##### Source text

Mohamed Ayyadi, spokesperson of al-Badil al-Hadari, said:"For us, it is astonishing news because since we founded our party we have made it clear that democracy is our goal and we've proved that when we were among the first parties to condemn al-Qaeda and the use of violence in politics."
The detainees are accused of planning to kill senior army officers, government ministers and some Moroccan Jews, Chakib Benmoussa, the interior minister, announced on Wednesday.
He told a news conference: "The network has a two-pronged strategy: one for political activity, with al-Badil al-Hadari as its public face, and another clandestine focusing on military action.
"The network set up a military wing named Special Action Group."
He said the party, whose name translates as Civilised Alternative, had links with an organisation called the Moroccan Islamic Combatant Group (GICM) and Algeria's Salafist Group for Preaching and Combat (GSPC), which last year changed its name to Al-Qaeda Organisation in the Islamic Maghreb.

##########
##### The data

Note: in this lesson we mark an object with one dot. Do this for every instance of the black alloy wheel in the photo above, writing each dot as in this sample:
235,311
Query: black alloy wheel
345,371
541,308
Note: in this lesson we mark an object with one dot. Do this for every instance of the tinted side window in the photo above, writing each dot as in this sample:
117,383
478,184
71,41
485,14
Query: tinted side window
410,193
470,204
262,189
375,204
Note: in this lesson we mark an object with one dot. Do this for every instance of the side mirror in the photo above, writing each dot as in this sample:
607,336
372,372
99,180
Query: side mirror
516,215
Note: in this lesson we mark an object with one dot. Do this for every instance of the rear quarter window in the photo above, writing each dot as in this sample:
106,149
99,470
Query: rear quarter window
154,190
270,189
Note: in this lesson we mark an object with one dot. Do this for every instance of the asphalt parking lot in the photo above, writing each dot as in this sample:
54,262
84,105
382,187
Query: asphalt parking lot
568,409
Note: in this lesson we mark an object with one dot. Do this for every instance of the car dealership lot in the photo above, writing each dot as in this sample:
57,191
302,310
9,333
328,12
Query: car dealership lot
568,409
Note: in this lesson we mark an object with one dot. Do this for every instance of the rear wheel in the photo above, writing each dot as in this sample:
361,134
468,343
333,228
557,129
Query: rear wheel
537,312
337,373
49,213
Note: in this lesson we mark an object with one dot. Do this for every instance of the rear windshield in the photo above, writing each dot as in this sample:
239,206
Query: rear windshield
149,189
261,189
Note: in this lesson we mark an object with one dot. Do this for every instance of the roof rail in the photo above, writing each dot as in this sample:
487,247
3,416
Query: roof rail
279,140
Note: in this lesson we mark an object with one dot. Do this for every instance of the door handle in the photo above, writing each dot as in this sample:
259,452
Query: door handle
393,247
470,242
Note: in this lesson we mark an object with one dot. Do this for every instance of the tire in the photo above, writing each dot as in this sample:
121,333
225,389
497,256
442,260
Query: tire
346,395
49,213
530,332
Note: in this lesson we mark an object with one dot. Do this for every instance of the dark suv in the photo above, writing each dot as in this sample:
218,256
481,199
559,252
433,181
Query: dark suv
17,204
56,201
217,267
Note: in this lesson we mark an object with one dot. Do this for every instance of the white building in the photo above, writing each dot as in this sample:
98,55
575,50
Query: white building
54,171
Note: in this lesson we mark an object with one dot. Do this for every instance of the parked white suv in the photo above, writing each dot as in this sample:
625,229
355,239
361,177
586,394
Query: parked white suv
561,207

##########
##### The data

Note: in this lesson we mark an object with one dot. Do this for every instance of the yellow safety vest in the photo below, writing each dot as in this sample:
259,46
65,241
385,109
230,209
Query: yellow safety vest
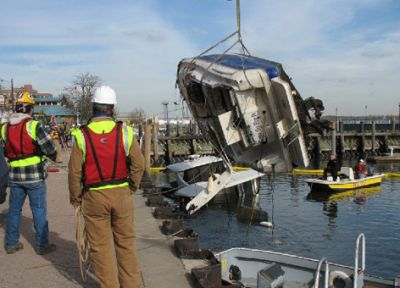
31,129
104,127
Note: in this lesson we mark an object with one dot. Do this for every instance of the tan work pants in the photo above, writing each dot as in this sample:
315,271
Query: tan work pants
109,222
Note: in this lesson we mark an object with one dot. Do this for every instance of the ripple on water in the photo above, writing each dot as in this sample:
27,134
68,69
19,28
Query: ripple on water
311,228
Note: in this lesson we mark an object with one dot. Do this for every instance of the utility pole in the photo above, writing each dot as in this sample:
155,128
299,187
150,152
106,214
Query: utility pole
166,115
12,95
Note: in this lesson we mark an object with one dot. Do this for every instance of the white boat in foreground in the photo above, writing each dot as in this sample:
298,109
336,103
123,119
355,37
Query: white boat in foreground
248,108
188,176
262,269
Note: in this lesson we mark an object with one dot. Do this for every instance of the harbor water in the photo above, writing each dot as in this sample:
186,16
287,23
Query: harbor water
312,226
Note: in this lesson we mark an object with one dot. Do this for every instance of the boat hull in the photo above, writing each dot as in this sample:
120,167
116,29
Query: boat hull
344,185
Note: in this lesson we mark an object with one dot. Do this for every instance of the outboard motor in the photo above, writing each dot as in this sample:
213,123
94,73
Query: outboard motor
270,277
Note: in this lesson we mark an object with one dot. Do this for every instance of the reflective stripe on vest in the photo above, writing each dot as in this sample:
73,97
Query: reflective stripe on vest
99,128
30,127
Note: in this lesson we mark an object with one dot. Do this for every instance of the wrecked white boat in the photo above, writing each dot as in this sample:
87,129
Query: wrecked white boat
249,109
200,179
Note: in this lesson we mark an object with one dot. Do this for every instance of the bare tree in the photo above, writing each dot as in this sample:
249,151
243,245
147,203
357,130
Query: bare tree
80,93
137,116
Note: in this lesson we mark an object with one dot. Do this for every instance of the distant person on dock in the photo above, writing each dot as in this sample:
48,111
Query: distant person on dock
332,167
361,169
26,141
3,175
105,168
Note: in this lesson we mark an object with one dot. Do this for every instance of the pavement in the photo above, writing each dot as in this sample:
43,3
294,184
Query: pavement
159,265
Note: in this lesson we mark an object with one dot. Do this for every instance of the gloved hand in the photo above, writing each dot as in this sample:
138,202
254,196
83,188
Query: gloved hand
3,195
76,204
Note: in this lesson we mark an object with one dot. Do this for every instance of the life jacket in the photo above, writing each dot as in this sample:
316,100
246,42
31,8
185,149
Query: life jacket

##########

→ Questions to answer
1. According to the report about al-Badil al-Hadari, whom were the detainees accused of planning to kill? List every group it names.
2. Pick up the report about al-Badil al-Hadari after its final sentence and keep writing it.

→ Answers for each item
1. Senior army officers, government ministers, and some Moroccan Jews.

2.
According to Benmoussa, the network had contacts with al-Qaeda in Afghanistan in 2001.
He said it sought to organise training with Hezbollah in Lebanon in 2005, and that some members had access to training in making explosives.
Benmoussa said members of the network, launched in 1992, had carried out murders in Belgium, where its Moroccan leader, Abdelkader Belliraj, lived.
He added that Belliraj had allegedly killed six people in Belgium between 1986 and 1989.
Cash and weapons
According to Benmoussa, a large consignment of weapons found by police had been financed by hold-ups abroad, notably one on a security firm in Luxembourg in 2000.
Police found at least 34 weapons, including Israeli-made Uzi and Kalashnikov assault rifles and machine guns, in raids on homes and offices of the suspects.
|Benmoussa said the group had carried out|
crimes internationally [AFP]
The minister said a member of the network working with European criminals had held-up a Brussels subsidiary of security firm Brink's CO in 2000 to steal 17.5 million euros.
"The heist from this hold-up enabled the network to introduce the equivalent of 30 million dirhams [$3.89 million] in 2001 to Morocco to fund its activities," he said.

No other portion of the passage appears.